DIRECTIVES
1. Answer these questions from the text on credit union lending.
(a) What two signs are given as evidence that the economy shows glimmers of improvement?
(b) At the end of 2000, what percentage of credit union loans were in new autos?
(c) As of September 2012, what were the percentages for new autos and used autos?
2. Write the next part of the text on credit union lending, picking up after its final line.

EXTRACTED TEXT
———
Question 1:  Is my lending process working for me?

The economy shows glimmers of improvement, with home values up and consistent increases in new auto sales as some evidence.  Before turning to investments, make sure your core business is maximized.  It is important to count your business – every day; as noted in the article Thriving In A World Of Shrinking Margins, questions to consider include:

  • How many loan applications are we getting? How many are we approving? How many are we funding?
  • If our approvals are low (compared to the number of applications), are we attracting the wrong borrowers and, in the process, hurting our reputation?
  • If our funding rate is low (compared to the number of approvals), what can we do to improve it?

Question 2:  Is my business model working for me?

If you feel your loan department is doing the best it can, then a bigger question may need to be asked: Are we chasing the right target market? Consider that, at the end of 2000, the credit union industry had 20% of its loans in new autos and 20% of its loans in used autos.  Fast forward to 2007, as the recent recession was about to flex its muscles, the numbers had dropped to 16%, respectively.  As of September 2012, the percentages stood at 10% and 18%, respectively.  The numbers represent a declining market share in new autos.

Count your business and find other numbers that can tell a story:

  • How many branch transactions do you have today relative to just 3 years ago?
  • How many online banking and mobile transactions do you have today compared to 3 years ago?
———
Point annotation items
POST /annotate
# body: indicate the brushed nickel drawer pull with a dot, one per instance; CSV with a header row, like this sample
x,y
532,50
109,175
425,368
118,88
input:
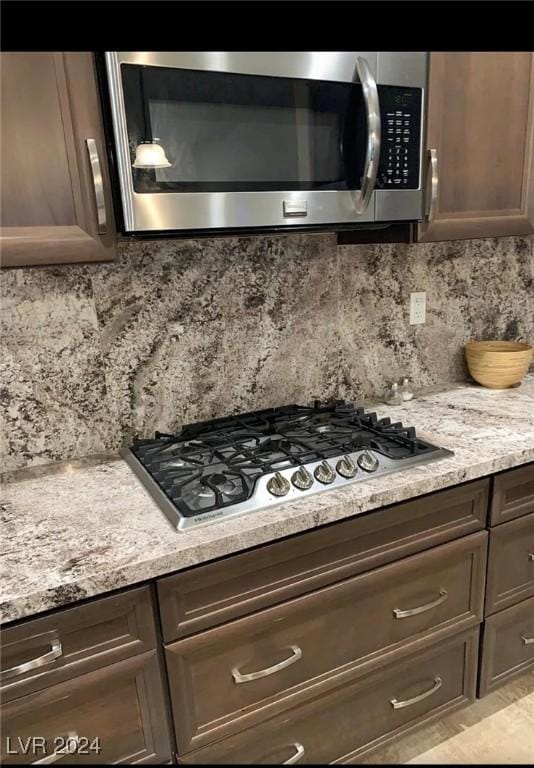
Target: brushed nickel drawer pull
x,y
296,655
396,704
296,757
96,171
40,661
399,614
72,738
433,183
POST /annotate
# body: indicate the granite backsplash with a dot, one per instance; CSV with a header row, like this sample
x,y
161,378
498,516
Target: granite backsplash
x,y
178,331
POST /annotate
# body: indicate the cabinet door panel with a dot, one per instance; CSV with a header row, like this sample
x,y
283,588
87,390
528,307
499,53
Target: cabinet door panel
x,y
121,706
50,107
480,122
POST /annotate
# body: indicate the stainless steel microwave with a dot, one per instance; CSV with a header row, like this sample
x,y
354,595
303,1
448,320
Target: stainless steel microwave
x,y
256,140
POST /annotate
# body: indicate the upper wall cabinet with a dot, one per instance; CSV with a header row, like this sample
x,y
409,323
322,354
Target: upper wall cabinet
x,y
55,192
479,146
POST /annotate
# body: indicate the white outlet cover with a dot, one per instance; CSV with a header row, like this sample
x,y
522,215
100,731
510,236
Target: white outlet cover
x,y
417,307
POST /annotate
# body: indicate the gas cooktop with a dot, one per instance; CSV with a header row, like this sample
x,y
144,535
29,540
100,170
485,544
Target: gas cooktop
x,y
239,464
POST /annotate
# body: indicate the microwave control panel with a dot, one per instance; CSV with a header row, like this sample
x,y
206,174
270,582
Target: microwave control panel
x,y
400,113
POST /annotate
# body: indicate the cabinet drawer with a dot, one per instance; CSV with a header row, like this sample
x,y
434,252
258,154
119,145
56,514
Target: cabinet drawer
x,y
211,594
354,719
510,564
121,705
229,677
513,494
46,651
508,645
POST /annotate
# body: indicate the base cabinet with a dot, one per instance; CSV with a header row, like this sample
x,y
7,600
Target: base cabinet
x,y
350,722
113,715
507,643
———
ANSWERS BELOW
1.
(a) Home values are up, and new auto sales show consistent increases.
(b) 20%.
(c) 10% for new autos and 18% for used autos.

2.
  • Segment your borrowers by age and you may be surprised that your borrowers are not as young as you think.

The trends in auto loans, branch use, electronic transactions and the shifting demographic of borrowers are signs that a business model that was successful in 2000 may need some fine tuning for a sustainable future.

A fine-tuned business model may realign priorities and resources and you may not need to rely so much on your investment portfolio.

Question 3:  Is it a good thing that my investment portfolio is not working for me?

Some credit unions have a high loan-to-asset ratio and strong earnings and still feel like they’re leaving money on the table because their relatively small investment portfolio is earning little. Before focusing on the performance of one slice of your financial structure, understand how the whole structure is working together. It may be that a low-yielding investment portfolio may be providing you with interest rate risk protection you need from the longer-term loans you made for the benefit of your membership.